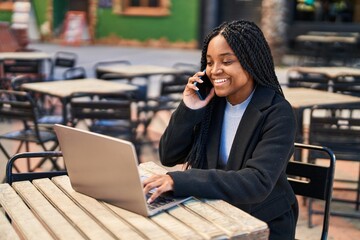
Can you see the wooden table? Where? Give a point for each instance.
(327, 38)
(24, 56)
(330, 72)
(51, 209)
(132, 71)
(66, 89)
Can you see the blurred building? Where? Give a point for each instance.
(183, 23)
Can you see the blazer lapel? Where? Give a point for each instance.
(213, 142)
(261, 99)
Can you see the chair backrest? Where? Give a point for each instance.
(31, 68)
(19, 105)
(314, 181)
(101, 109)
(17, 81)
(338, 128)
(347, 84)
(74, 73)
(22, 176)
(99, 74)
(308, 80)
(114, 117)
(65, 59)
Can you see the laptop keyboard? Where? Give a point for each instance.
(159, 201)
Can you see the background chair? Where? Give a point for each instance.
(44, 117)
(62, 61)
(74, 73)
(20, 108)
(338, 128)
(12, 176)
(107, 115)
(347, 84)
(308, 80)
(99, 73)
(30, 68)
(314, 181)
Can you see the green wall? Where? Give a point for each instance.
(181, 25)
(40, 8)
(5, 16)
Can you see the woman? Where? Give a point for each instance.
(237, 142)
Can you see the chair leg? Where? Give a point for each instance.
(358, 191)
(310, 212)
(7, 155)
(53, 161)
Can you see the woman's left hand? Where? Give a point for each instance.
(162, 183)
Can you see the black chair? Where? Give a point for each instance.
(12, 176)
(30, 68)
(314, 181)
(308, 80)
(45, 118)
(20, 108)
(347, 84)
(62, 61)
(338, 128)
(106, 115)
(109, 76)
(74, 73)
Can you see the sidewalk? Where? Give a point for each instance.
(340, 228)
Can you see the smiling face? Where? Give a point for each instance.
(230, 80)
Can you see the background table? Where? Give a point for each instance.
(54, 210)
(66, 89)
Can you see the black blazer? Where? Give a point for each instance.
(254, 178)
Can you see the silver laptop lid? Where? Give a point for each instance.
(102, 167)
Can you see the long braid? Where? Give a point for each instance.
(253, 52)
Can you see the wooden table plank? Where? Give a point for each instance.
(225, 223)
(176, 228)
(143, 224)
(6, 230)
(68, 208)
(203, 227)
(22, 217)
(257, 228)
(97, 210)
(45, 212)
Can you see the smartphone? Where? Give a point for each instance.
(204, 87)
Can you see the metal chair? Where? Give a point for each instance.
(308, 80)
(338, 128)
(314, 181)
(109, 76)
(20, 108)
(30, 68)
(347, 84)
(33, 156)
(62, 61)
(74, 73)
(110, 116)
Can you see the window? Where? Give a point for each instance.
(142, 7)
(327, 10)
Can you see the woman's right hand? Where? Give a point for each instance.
(190, 98)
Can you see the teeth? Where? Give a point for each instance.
(220, 80)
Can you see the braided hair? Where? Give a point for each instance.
(253, 52)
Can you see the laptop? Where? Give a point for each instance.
(106, 168)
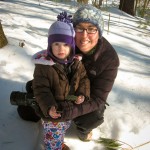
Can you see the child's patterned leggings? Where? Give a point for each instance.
(54, 133)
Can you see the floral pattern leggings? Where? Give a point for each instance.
(54, 133)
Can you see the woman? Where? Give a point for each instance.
(101, 62)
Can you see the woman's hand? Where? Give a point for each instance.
(80, 99)
(53, 113)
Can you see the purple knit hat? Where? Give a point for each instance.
(62, 31)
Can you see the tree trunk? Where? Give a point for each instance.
(127, 6)
(3, 40)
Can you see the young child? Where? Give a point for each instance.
(59, 75)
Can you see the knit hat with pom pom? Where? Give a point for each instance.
(62, 31)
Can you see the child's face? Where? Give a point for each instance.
(61, 50)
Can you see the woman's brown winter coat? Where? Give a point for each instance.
(51, 84)
(102, 67)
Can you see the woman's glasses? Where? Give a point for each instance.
(88, 30)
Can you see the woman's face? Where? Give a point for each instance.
(86, 41)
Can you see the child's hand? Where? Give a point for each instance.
(80, 99)
(53, 113)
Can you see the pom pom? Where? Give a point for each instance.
(64, 18)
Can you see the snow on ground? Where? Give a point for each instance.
(128, 116)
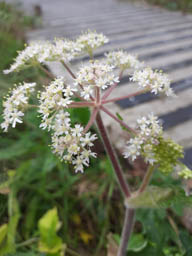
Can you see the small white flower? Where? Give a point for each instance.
(15, 105)
(156, 81)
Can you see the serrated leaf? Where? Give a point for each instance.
(152, 197)
(43, 247)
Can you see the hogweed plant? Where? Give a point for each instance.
(91, 86)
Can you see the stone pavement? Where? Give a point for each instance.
(161, 38)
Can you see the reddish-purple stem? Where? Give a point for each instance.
(119, 174)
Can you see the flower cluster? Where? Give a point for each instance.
(15, 104)
(91, 40)
(155, 81)
(149, 131)
(185, 173)
(52, 100)
(123, 60)
(35, 52)
(96, 74)
(69, 143)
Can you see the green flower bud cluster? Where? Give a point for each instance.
(185, 173)
(166, 154)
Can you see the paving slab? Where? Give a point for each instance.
(162, 39)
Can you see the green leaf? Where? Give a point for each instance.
(137, 243)
(43, 247)
(48, 226)
(152, 197)
(3, 232)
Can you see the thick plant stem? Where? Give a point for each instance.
(126, 233)
(146, 179)
(120, 177)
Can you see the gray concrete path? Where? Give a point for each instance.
(161, 38)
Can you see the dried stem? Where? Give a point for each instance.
(119, 174)
(126, 232)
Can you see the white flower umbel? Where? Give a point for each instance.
(91, 40)
(149, 130)
(35, 52)
(123, 60)
(96, 74)
(52, 100)
(15, 104)
(43, 51)
(155, 81)
(72, 145)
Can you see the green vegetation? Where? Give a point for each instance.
(183, 5)
(46, 209)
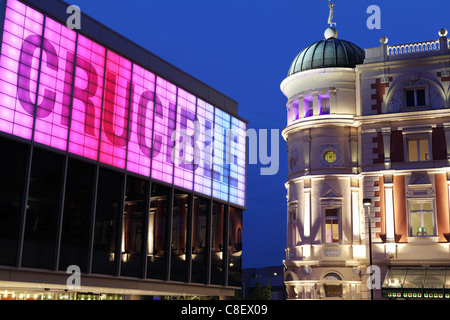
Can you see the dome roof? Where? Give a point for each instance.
(328, 53)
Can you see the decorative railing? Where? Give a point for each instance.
(411, 48)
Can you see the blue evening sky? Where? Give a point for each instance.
(243, 48)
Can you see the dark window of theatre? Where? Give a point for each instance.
(235, 247)
(181, 208)
(108, 208)
(415, 97)
(157, 232)
(217, 248)
(13, 161)
(200, 232)
(78, 207)
(133, 239)
(43, 208)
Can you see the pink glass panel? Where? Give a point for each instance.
(87, 99)
(20, 54)
(183, 155)
(141, 122)
(114, 137)
(52, 129)
(203, 147)
(164, 126)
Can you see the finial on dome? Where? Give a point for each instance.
(330, 33)
(330, 17)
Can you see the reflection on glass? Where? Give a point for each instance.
(77, 215)
(42, 210)
(178, 269)
(12, 176)
(235, 247)
(157, 232)
(217, 267)
(199, 239)
(133, 227)
(109, 195)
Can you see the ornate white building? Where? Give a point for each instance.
(368, 124)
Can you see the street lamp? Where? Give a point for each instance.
(367, 203)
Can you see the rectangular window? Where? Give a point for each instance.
(295, 113)
(418, 149)
(421, 220)
(415, 97)
(325, 106)
(309, 108)
(133, 236)
(332, 225)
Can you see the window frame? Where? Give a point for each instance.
(415, 89)
(308, 107)
(322, 105)
(433, 216)
(336, 219)
(417, 136)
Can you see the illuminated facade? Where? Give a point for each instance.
(370, 126)
(109, 164)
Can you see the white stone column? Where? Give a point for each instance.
(389, 208)
(386, 133)
(355, 216)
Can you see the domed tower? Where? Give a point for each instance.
(325, 253)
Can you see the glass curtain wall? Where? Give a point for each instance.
(78, 208)
(133, 239)
(108, 212)
(200, 235)
(234, 247)
(12, 176)
(179, 245)
(160, 204)
(217, 247)
(43, 207)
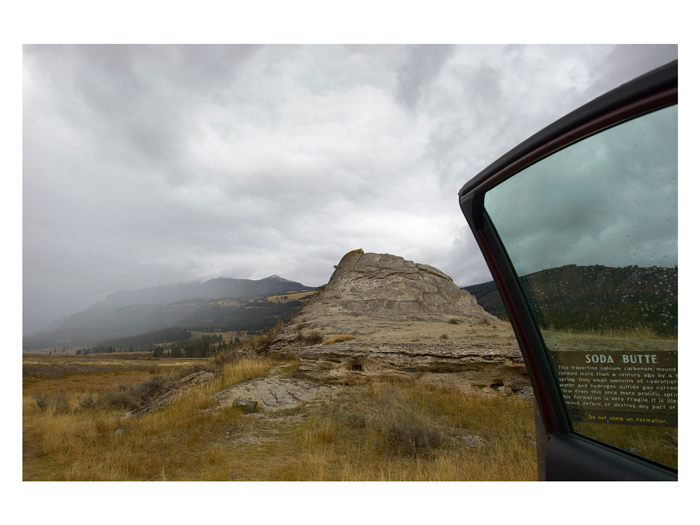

========================================

§ **Assignment**:
Copy every record exactly, but skip the pictures.

§ **Response**:
Can you see the wooden table? Where? Give a point for each instance.
(327, 38)
(24, 56)
(330, 72)
(51, 209)
(132, 71)
(66, 89)
Can you see the blurred building? Where? Give a point for each instance.
(183, 23)
Can you see the blazer lapel? Where? Give a point for each instance.
(213, 142)
(261, 99)
Can you see the chair backrest? Where? Give a point for each instance.
(31, 68)
(19, 105)
(314, 181)
(101, 109)
(17, 81)
(338, 128)
(347, 84)
(74, 73)
(22, 176)
(99, 74)
(308, 80)
(114, 117)
(65, 59)
Can you see the laptop keyboard? Where? Give a point for each instance.
(159, 201)
Can you see the background chair? Where? Give a point for each instance.
(44, 117)
(62, 61)
(74, 73)
(20, 108)
(338, 128)
(12, 176)
(107, 115)
(347, 84)
(308, 80)
(99, 73)
(30, 68)
(314, 181)
Can you see the green wall? Where? Give a point for each instance.
(181, 25)
(40, 8)
(5, 16)
Can you see the woman? Where? Give a point for each instance.
(237, 142)
Can you see the chair leg? Where? Give a point for each instance.
(358, 191)
(310, 212)
(7, 155)
(53, 161)
Can you see the woman's left hand? Where? Give a point for each instance.
(162, 183)
Can you see the black chair? Where? Give a point for each instance.
(12, 176)
(30, 68)
(314, 181)
(308, 80)
(45, 118)
(20, 108)
(347, 84)
(62, 61)
(338, 128)
(106, 115)
(109, 76)
(74, 73)
Can you see the sidewalk? Where? Give a point for each instance.
(340, 228)
Can you see the smiling face? Where? Give a point for each instance.
(230, 80)
Can you see the background table? Where? Give a point for each instance.
(54, 210)
(66, 89)
Can you see the black blazer? Where? Give a point for each instance.
(254, 178)
Can you see the silver laptop lid? Where? Give a point for each instance.
(102, 167)
Can you see the long braid? Where? Give a point for each instance.
(253, 52)
Can you see the wooden table plank? Where? Give a point for each instance.
(225, 223)
(176, 228)
(143, 224)
(6, 230)
(68, 208)
(203, 227)
(22, 217)
(257, 228)
(97, 210)
(45, 212)
Can you see the smartphone? Where? Give a point for each instance.
(204, 87)
Can you see the metal chair? Where? Give a point for each instance.
(308, 80)
(338, 128)
(314, 181)
(109, 76)
(20, 108)
(30, 68)
(347, 84)
(33, 156)
(62, 61)
(74, 73)
(110, 116)
Can you see the window? Where? Give a point for each instance.
(142, 7)
(327, 10)
Can you see the woman's right hand? Where? Give a point for each instance.
(190, 98)
Can you see the teeth? Where? Give a point for each instance.
(220, 80)
Can you see the braided hair? Where? Give a point for each instance.
(253, 52)
Can you see the laptop? Where? Give a point for each instance.
(106, 168)
Can you see the child's patterned leggings? Where? Give a point for each instance.
(54, 133)
Can you see the floral pattern leggings? Where? Give a point for each instance.
(54, 133)
Can you see the woman? Where? Give a point for each instance.
(101, 62)
Can you see the woman's hand? Where? Give a point for each instance.
(80, 99)
(53, 113)
Can you see the purple knit hat? Where? Give a point for each instance.
(62, 31)
Can you see the tree trunk? Where? Give a point for each instance.
(127, 6)
(3, 40)
Can you see the young child? Where? Give a point for each instance.
(59, 75)
Can you see the knit hat with pom pom? Where? Give a point for each instance.
(62, 31)
Can you see the child's face? Where? Give a point for each instance.
(61, 50)
Can you see the woman's brown winter coat? Where? Give a point for each instance.
(51, 84)
(102, 67)
Can you see the woman's glasses? Where? Give a point for each instance.
(88, 30)
Can you see the woman's face? Where? Give a point for each instance.
(86, 41)
Can you see the child's hand? Where? Give a point for each instance.
(80, 99)
(53, 113)
Can you see the pom pom? Where? Give a point for each instance.
(64, 18)
Can you see the snow on ground? Where? Give a point for each instance.
(128, 116)
Can you see the small white flower? Where? Give a point for each instance.
(15, 105)
(156, 81)
Can you see the serrated leaf? Where? Give a point for each instance.
(152, 197)
(43, 247)
Can you see the hogweed plant? Where? Give a point for each instance.
(91, 86)
Can you see the stone pavement? Where? Give a point for each instance.
(161, 38)
Can you see the reddish-purple stem? Where? Give a point for each instance.
(119, 174)
Can you see the flower cluster? Where? Give a point for each instance.
(15, 104)
(91, 40)
(155, 81)
(149, 131)
(185, 173)
(52, 100)
(123, 60)
(35, 52)
(96, 74)
(69, 143)
Can you see the green flower bud cluster? Where? Give a point for each instance.
(185, 173)
(166, 154)
Can you see the paving slab? Where? Give a point for each instance.
(162, 39)
Can you see the green leaf? Where? Give a point for each instance.
(137, 243)
(43, 247)
(48, 226)
(152, 197)
(3, 232)
Can you see the thick plant stem? Where? Give a point for each instance.
(126, 233)
(146, 179)
(120, 177)
Can you see the gray concrete path? Where? Give a point for each instance.
(161, 38)
Can you see the dried stem? Where? Give a point for each instance.
(119, 174)
(126, 232)
Can you see the white flower umbel? Where? Give a point for each instance.
(91, 40)
(149, 130)
(35, 52)
(123, 60)
(96, 74)
(52, 100)
(15, 104)
(43, 51)
(155, 81)
(72, 145)
Can you see the green vegetation? Where? Give a point for each instance.
(183, 5)
(46, 209)
Can you see the dome roof? Where? Give a point for each instance.
(328, 53)
Can you see the decorative railing? Where? Give a point for each instance.
(411, 48)
Can you see the blue evening sky? Where? Give a point for each instance.
(243, 48)
Can you see the dark window of theatre? Where? Give a point for each instance.
(235, 247)
(181, 208)
(108, 208)
(415, 97)
(157, 232)
(217, 248)
(13, 161)
(200, 232)
(78, 207)
(133, 239)
(43, 208)
Can you see the pink glass panel? Where? Give a point for each instance.
(87, 99)
(20, 54)
(183, 155)
(141, 122)
(114, 137)
(52, 129)
(203, 147)
(164, 126)
Can you see the finial on dome? Where? Give a point for each instance.
(330, 33)
(330, 17)
Can you see the reflection on glass? Where? Give a point for each instance.
(77, 215)
(42, 210)
(178, 269)
(12, 176)
(235, 247)
(157, 232)
(217, 267)
(199, 239)
(133, 227)
(109, 195)
Can you see the ornate white building? Where? Give a point for each instance.
(368, 124)
Can you see the street lamp? Where? Give a point for each instance.
(367, 203)
Can you see the rectangular window? Where? Give a point for each instance.
(295, 113)
(418, 149)
(421, 220)
(415, 97)
(325, 106)
(309, 108)
(133, 236)
(332, 225)
Can you see the window frame? Where? Give a point for each instance.
(415, 89)
(308, 107)
(322, 105)
(433, 216)
(336, 219)
(417, 136)
Can you see the illuminated facade? Where? Give a point for each instance.
(370, 126)
(109, 164)
Can you see the white stone column? Where? Give a point for each instance.
(389, 208)
(386, 133)
(355, 216)
Can you see the domed tower? Where? Give a point for each instance.
(325, 253)
Can you see the glass curtain wall? Where? Give a point for each instance.
(78, 208)
(133, 239)
(108, 212)
(200, 235)
(234, 247)
(12, 176)
(179, 245)
(160, 204)
(217, 247)
(43, 207)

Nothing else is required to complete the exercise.